Task »
Reproduce every one of the following lines verbatim.

Lines of data »
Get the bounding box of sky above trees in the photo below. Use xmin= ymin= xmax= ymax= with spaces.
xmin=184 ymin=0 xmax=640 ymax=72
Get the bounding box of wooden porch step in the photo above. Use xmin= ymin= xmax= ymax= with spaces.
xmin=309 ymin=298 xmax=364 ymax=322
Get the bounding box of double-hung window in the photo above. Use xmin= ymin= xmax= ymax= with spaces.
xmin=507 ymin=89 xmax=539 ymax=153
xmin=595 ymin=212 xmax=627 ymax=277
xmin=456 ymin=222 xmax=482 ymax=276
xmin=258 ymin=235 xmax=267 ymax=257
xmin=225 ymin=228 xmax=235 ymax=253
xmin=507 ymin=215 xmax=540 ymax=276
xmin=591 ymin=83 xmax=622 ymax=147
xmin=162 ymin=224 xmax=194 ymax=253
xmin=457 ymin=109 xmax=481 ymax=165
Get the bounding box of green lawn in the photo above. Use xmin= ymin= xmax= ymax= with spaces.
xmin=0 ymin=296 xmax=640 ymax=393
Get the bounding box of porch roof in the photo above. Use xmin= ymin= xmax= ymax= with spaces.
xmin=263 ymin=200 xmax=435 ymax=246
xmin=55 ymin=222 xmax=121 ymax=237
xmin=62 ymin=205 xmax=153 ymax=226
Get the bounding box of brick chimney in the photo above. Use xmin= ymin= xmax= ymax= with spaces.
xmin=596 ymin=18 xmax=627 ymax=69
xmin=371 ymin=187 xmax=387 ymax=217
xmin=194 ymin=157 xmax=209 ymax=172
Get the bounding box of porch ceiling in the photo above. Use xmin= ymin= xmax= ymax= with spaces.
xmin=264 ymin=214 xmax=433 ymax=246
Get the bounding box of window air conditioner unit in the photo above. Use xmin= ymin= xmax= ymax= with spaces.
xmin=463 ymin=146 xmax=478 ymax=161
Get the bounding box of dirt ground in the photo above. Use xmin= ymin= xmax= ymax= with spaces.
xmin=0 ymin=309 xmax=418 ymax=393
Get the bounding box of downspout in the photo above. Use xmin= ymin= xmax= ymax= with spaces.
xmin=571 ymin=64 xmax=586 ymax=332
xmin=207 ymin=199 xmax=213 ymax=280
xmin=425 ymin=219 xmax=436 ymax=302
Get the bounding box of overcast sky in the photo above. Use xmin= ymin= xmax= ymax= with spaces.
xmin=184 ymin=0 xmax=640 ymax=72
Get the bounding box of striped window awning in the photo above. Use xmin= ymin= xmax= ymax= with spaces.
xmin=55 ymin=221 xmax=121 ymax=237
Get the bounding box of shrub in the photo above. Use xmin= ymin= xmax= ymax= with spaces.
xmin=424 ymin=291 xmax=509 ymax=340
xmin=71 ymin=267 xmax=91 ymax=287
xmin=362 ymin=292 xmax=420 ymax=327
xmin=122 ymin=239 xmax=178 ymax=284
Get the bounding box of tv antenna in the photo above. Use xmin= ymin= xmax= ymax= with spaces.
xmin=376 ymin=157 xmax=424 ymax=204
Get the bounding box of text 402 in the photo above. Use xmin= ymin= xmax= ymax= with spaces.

Finished answer »
Get the bounding box of sky above trees in the photo below. Use xmin= ymin= xmax= ymax= with spaces.
xmin=184 ymin=0 xmax=640 ymax=72
Get the bounding box of wooden porch step in the photo above. Use xmin= ymin= xmax= ymax= with spaces.
xmin=309 ymin=298 xmax=364 ymax=322
Get the bounding box of double-hung window in the photo above. Use xmin= ymin= xmax= ymax= with spaces.
xmin=507 ymin=89 xmax=539 ymax=153
xmin=595 ymin=212 xmax=627 ymax=277
xmin=456 ymin=222 xmax=482 ymax=276
xmin=258 ymin=235 xmax=267 ymax=257
xmin=225 ymin=228 xmax=235 ymax=253
xmin=507 ymin=215 xmax=540 ymax=276
xmin=591 ymin=83 xmax=622 ymax=147
xmin=162 ymin=224 xmax=194 ymax=253
xmin=457 ymin=109 xmax=481 ymax=165
Get the bounding box of green lawn in the photo above. Use xmin= ymin= xmax= ymax= with spaces.
xmin=0 ymin=296 xmax=640 ymax=393
Get the bounding box of porch roof in the photo above. Use xmin= ymin= xmax= ymax= with spaces.
xmin=263 ymin=200 xmax=435 ymax=246
xmin=55 ymin=222 xmax=121 ymax=237
xmin=62 ymin=205 xmax=153 ymax=226
Get the bounding box of brick chimney in the photo above. Use xmin= ymin= xmax= ymax= with spaces.
xmin=596 ymin=18 xmax=627 ymax=69
xmin=371 ymin=187 xmax=387 ymax=217
xmin=194 ymin=157 xmax=209 ymax=172
Get the bounding box of porch ceiling in the photo above. Use xmin= ymin= xmax= ymax= with spaces.
xmin=264 ymin=214 xmax=433 ymax=246
Get the bounding box of window air conditioner unit in the photo above. Use xmin= ymin= xmax= ymax= with spaces.
xmin=463 ymin=146 xmax=478 ymax=161
Get the bounding box of dirt ground in the photo above. Use xmin= ymin= xmax= ymax= with spaces.
xmin=0 ymin=309 xmax=418 ymax=393
Get the bounding box of downspout in the photo above. Use xmin= ymin= xmax= ymax= with spaces.
xmin=571 ymin=64 xmax=586 ymax=332
xmin=207 ymin=199 xmax=213 ymax=280
xmin=425 ymin=219 xmax=436 ymax=302
Get the bounding box of overcast sky in the photo above. Use xmin= ymin= xmax= ymax= with spaces.
xmin=184 ymin=0 xmax=640 ymax=72
Get the bounding box of striped window awning in the photo above. Use xmin= ymin= xmax= ymax= with spaces.
xmin=55 ymin=221 xmax=121 ymax=237
Get the bounding box of shrub in the photo above. Use xmin= ymin= xmax= ymax= with spaces.
xmin=424 ymin=291 xmax=509 ymax=340
xmin=71 ymin=267 xmax=91 ymax=287
xmin=362 ymin=292 xmax=420 ymax=327
xmin=122 ymin=239 xmax=178 ymax=284
Get the bounding box of tv antenna in the photo above. Use xmin= ymin= xmax= ymax= with spaces.
xmin=376 ymin=157 xmax=424 ymax=204
Get the bounding box of text 402 in the photo above. Use xmin= ymin= xmax= ymax= with spaces.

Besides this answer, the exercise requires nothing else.